Start of Block

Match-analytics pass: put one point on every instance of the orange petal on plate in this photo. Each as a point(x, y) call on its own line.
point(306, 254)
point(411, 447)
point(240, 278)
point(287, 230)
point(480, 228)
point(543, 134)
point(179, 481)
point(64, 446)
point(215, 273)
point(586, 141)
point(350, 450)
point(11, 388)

End of Block

▶ **Exercise description**: Retype all of the entries precisely as they are.

▶ **Your solution**:
Match-analytics pass: put one point on every instance of the orange petal on plate in this photo. Each as a point(x, y) call on its own line.
point(306, 254)
point(411, 447)
point(240, 278)
point(287, 230)
point(480, 228)
point(543, 134)
point(179, 481)
point(64, 446)
point(215, 273)
point(586, 141)
point(350, 450)
point(11, 388)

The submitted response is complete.